> [Activity]
All of the data must be retyped exactly, with nothing left out.
(Beginning of Records shown)
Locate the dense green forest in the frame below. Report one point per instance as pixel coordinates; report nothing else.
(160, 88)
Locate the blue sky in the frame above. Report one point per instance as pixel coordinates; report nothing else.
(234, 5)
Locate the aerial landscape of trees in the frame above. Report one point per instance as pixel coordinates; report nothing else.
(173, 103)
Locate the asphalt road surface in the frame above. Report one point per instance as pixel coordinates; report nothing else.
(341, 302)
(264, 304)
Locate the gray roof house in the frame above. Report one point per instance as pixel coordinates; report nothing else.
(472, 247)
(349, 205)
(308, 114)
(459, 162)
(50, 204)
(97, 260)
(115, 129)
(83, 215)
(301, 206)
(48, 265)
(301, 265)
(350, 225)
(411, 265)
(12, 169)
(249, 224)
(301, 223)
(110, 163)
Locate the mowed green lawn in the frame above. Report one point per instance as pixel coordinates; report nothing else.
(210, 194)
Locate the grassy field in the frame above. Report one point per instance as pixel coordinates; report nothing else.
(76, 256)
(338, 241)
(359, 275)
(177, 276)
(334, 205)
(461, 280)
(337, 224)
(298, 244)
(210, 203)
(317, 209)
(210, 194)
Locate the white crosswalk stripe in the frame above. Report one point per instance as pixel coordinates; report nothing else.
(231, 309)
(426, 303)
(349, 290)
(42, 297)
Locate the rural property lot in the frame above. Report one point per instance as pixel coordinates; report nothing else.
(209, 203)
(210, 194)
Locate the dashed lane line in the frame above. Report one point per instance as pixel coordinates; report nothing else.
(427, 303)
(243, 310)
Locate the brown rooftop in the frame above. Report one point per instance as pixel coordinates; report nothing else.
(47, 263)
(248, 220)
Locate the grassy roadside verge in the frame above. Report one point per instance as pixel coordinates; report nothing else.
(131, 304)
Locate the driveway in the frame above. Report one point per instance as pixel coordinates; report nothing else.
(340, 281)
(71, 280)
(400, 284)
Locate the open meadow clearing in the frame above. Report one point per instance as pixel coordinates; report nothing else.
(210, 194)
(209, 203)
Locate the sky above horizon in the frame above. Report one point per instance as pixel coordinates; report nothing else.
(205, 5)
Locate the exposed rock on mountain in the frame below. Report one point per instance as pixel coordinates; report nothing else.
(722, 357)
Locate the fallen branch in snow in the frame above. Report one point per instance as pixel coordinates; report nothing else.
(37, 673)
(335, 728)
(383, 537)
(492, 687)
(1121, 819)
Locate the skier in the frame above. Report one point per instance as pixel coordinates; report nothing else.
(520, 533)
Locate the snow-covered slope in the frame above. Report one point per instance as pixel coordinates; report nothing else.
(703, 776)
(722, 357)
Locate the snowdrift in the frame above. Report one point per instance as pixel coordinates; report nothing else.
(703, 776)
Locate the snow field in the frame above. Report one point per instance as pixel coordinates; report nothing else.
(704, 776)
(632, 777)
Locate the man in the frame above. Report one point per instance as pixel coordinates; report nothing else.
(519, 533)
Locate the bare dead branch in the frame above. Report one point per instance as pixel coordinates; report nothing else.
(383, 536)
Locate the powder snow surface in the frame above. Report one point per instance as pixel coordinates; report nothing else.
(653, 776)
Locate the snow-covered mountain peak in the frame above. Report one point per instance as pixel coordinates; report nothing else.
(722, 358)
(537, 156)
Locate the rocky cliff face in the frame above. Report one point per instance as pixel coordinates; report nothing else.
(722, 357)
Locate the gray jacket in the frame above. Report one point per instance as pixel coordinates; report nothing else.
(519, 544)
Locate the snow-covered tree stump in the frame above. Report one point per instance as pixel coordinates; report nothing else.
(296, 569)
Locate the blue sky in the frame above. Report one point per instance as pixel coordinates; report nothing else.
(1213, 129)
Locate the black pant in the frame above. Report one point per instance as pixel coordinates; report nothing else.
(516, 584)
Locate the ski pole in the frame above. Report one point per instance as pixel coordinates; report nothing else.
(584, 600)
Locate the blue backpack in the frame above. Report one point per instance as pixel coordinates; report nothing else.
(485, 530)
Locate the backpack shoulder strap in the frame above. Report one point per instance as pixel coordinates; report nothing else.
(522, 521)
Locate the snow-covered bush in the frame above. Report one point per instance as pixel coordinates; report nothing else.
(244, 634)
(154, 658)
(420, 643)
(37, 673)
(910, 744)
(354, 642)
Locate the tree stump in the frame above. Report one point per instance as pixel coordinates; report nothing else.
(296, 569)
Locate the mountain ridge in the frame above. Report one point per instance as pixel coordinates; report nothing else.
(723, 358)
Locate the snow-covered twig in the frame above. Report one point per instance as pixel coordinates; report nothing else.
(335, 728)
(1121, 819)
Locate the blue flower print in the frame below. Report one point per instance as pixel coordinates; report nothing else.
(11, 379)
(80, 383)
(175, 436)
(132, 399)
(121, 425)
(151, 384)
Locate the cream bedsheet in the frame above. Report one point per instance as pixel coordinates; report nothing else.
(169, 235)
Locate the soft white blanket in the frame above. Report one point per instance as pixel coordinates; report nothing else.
(End of Records shown)
> [Solution to this problem]
Locate the dense green forest in the frame below. Report one point per instance as pixel coordinates; report nothing else.
(160, 88)
Locate the blue sky in the frame above. Report one point per instance as pixel coordinates; report nothing else.
(234, 5)
Locate the aerial landscape of trees in the frame above. Report one point per instance as pixel coordinates; report nothing else.
(173, 103)
Locate the asphalt road surface in the frame above. Report one point per instance as pixel coordinates; report nothing else.
(341, 302)
(264, 304)
Locate the gray roof house in the frame above. Report one point per instance as pixel coordinates; report nothing else.
(472, 247)
(349, 205)
(308, 114)
(459, 162)
(50, 204)
(97, 260)
(115, 129)
(83, 215)
(301, 206)
(48, 265)
(301, 265)
(350, 225)
(411, 265)
(12, 169)
(249, 224)
(301, 223)
(110, 163)
Locate the mowed green lawn in the frame above. Report one point per instance as pixel coordinates; report nothing else.
(210, 194)
Locate the grassy field in the frame above. Report one point per instance as pixel coordinates; report nothing else.
(76, 256)
(338, 241)
(359, 275)
(177, 276)
(334, 205)
(461, 280)
(337, 224)
(298, 244)
(210, 203)
(317, 209)
(210, 194)
Locate the white crosswalk stripe in the frame above. Report one point per instance as pixel coordinates; report nothing else.
(231, 309)
(426, 303)
(349, 290)
(42, 297)
Locate the rural property lot in the frame above. Report one point per instance as pixel coordinates; report nothing else.
(209, 203)
(210, 194)
Locate the dashed lane line in the frame above. Report one point per instance as pixel coordinates; report nothing else.
(427, 303)
(243, 310)
Locate the brown rooftop in the frame above. Report one point per instance as pixel coordinates; report nothing else.
(47, 263)
(248, 220)
Locate the grassy roadside verge in the frame above. Report one point per instance as pixel coordinates; report nothing else.
(131, 304)
Locate the driveway in the frame above. Report one point per instance as pixel coordinates; report nothing else.
(340, 281)
(71, 280)
(400, 284)
Locate the open meadow clearing in the frame above. Report one point per instance as pixel coordinates; report nothing else.
(210, 194)
(209, 203)
Locate the sky above horizon in the frame above. Report one point per instance as pixel coordinates; report nothing else.
(205, 5)
Locate the exposed rock on mountain in the frame below. Report one point per instance as pixel coordinates; report nothing else.
(722, 357)
Locate the fallen branch in snow in the frame above. Report one point per instance as pixel coordinates; report nothing else.
(37, 673)
(335, 728)
(383, 537)
(492, 687)
(1121, 819)
Locate the skier in the frame above. Report one point per instance as pixel coordinates; report nothing else.
(520, 533)
Locate the snow-covered slope in the frame above. Report one point per instance as pixel coordinates; report nothing else.
(703, 776)
(722, 357)
Locate the snowdrift in the frame above. Report one point per instance as pixel coordinates; report nothing else.
(703, 776)
Locate the snow field in the frame above. Report one point per instance as pixel coordinates; report nothing else.
(704, 776)
(632, 777)
Locate the man in the frame above. Report one point per instance as pixel coordinates; report nothing else.
(519, 533)
Locate the bare dead branch in the frame above. Report one point per instance as pixel coordinates; report nothing else.
(383, 536)
Locate the powder snow surface in the frame above. Report one point per instance as pixel coordinates; report nothing else.
(653, 776)
Locate the snow-covered mountain peak in the frame above. Report one point per instance as pixel coordinates; report nothing else.
(722, 358)
(537, 156)
Locate the rocky cliff face in the frame above. Report one point per instance as pixel coordinates; report nothing else.
(722, 357)
Locate the gray jacket in the frame above. Report one point per instance as pixel coordinates; report nothing else.
(519, 544)
Locate the snow-covered tree stump in the frame above. Report one point per instance as pixel coordinates; report nothing else.
(296, 569)
Locate the blue sky in the frame above. Report one point per instance as pixel coordinates; report nothing else.
(1213, 129)
Locate the black pant in the frame above. Report one point per instance as pixel coordinates; report nothing else.
(516, 584)
Locate the ski pole in the frame above. Report one point per instance as pixel coordinates; report nothing else.
(584, 600)
Locate the blue backpack in the frame above. Report one point per instance as pixel coordinates; report nothing else.
(485, 530)
Locate the backpack shoulder strap in the frame above. Report one point per instance as pixel coordinates; report nothing else.
(522, 521)
Locate the snow-covered bush in the frame above. Report one point per instance as pixel coordinates; report nothing else.
(244, 634)
(154, 658)
(420, 643)
(37, 673)
(910, 744)
(354, 642)
Locate the tree stump in the frame above. Report one point per instance as pixel coordinates; report nothing else.
(296, 569)
Locate the mountain ridge in the frame above. Report one point per instance as pixel coordinates; report nothing else.
(723, 358)
Locate the snow-covered twig in the frame above. Report one point per instance as pixel coordinates; report nothing else.
(335, 728)
(1121, 819)
Locate the blue flower print in the frame below. Report one point per instance as pixel coordinates; report nothing else.
(11, 379)
(80, 383)
(175, 436)
(132, 399)
(121, 425)
(151, 384)
Locate the cream bedsheet in the frame above. Report one point per instance as pixel coordinates; report nothing else.
(169, 235)
Locate the soft white blanket in the frame above. Report one point per instance as pixel coordinates; report nothing else.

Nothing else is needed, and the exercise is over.